Exercise details: Write out word for word each line from the top of the material through the line that has "Target: unopened bud". Pictures do not go in.

------------------------------------

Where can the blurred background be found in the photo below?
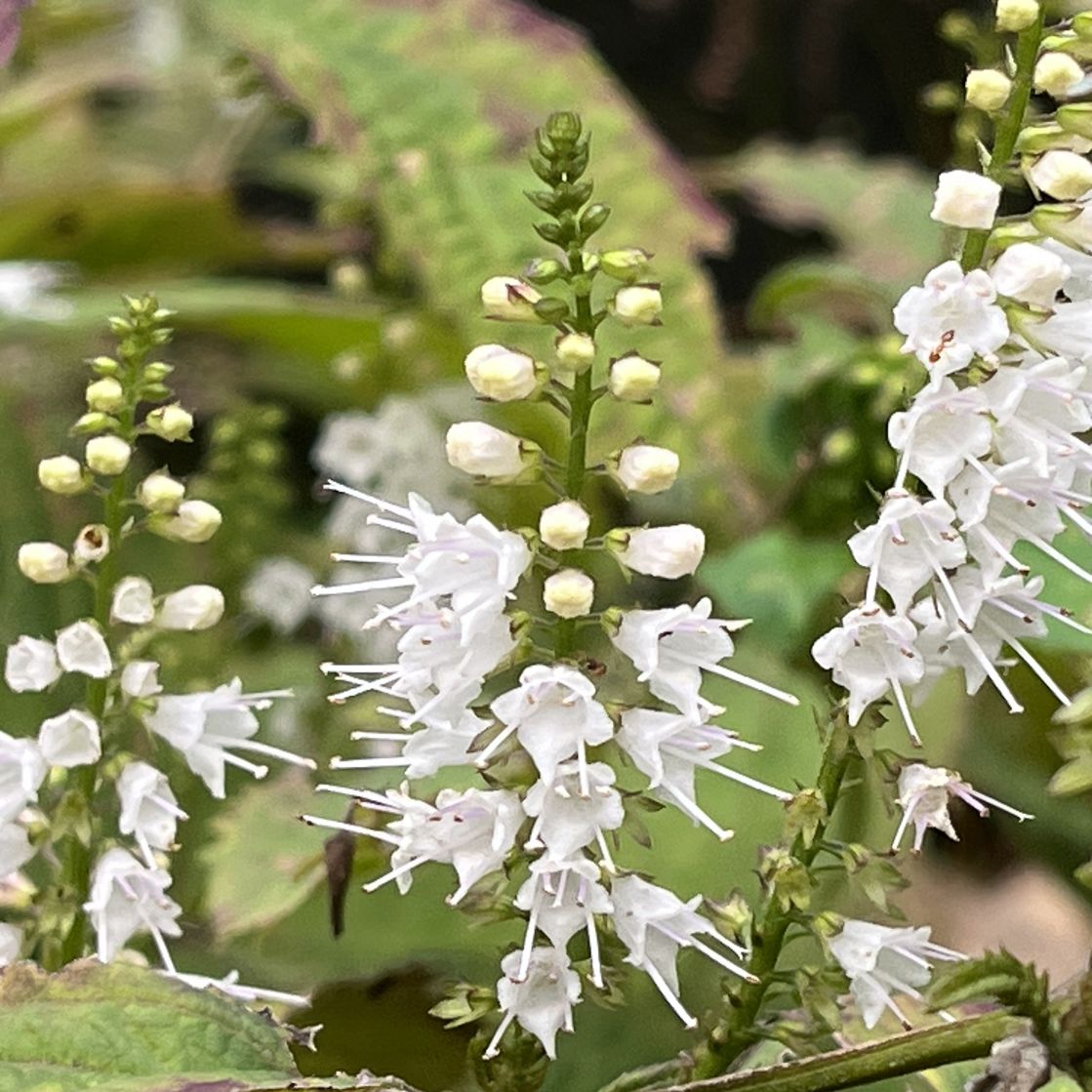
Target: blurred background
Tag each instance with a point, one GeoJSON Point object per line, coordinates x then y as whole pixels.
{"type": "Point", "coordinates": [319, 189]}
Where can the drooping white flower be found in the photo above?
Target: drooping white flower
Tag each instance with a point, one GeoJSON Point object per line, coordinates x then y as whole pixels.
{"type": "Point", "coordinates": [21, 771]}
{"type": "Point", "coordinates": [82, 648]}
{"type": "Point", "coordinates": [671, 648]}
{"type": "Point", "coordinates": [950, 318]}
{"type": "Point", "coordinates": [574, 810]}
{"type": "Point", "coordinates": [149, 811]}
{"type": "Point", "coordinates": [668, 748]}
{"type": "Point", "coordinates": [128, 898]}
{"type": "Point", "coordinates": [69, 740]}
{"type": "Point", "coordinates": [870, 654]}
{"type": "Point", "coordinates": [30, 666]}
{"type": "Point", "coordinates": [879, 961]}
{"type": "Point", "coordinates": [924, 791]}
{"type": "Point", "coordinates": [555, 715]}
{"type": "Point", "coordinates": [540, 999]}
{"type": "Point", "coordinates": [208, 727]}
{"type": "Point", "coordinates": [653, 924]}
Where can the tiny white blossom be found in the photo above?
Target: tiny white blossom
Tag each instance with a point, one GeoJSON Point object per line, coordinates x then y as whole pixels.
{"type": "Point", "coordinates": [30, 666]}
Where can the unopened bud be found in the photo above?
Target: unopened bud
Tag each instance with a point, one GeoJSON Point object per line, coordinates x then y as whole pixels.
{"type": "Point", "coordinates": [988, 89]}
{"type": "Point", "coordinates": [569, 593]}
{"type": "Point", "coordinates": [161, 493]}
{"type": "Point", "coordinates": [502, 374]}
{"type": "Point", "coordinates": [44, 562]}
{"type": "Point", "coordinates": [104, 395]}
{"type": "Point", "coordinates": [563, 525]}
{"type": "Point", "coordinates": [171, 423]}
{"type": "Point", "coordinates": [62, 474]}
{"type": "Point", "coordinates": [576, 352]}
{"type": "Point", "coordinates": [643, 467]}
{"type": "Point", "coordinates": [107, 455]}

------------------------------------

Task result:
Where can the blurred background be found in the photo below?
Target: blurred background
Tag each instance with a point, one GeoJSON Point object per line, coordinates x then y as whole pixels.
{"type": "Point", "coordinates": [319, 189]}
Where can the drooping white flower be found in the photo above?
Target: drooping white flower
Tag each instance with a point, one GeoJSON Point object per line, coordinates x then y as whole pixels.
{"type": "Point", "coordinates": [21, 771]}
{"type": "Point", "coordinates": [82, 648]}
{"type": "Point", "coordinates": [671, 648]}
{"type": "Point", "coordinates": [950, 318]}
{"type": "Point", "coordinates": [574, 810]}
{"type": "Point", "coordinates": [149, 811]}
{"type": "Point", "coordinates": [668, 748]}
{"type": "Point", "coordinates": [128, 898]}
{"type": "Point", "coordinates": [69, 740]}
{"type": "Point", "coordinates": [870, 654]}
{"type": "Point", "coordinates": [30, 666]}
{"type": "Point", "coordinates": [879, 961]}
{"type": "Point", "coordinates": [924, 791]}
{"type": "Point", "coordinates": [555, 715]}
{"type": "Point", "coordinates": [540, 999]}
{"type": "Point", "coordinates": [208, 727]}
{"type": "Point", "coordinates": [653, 924]}
Where can the tiny white blossom be found in the photo above?
Target: tiny white blossom
Tag each instance with a point, one GeoJSON Point object per line, coordinates x then y as whole pixels.
{"type": "Point", "coordinates": [30, 666]}
Where can the unopened bud be found in the photo above?
Target: unopened bud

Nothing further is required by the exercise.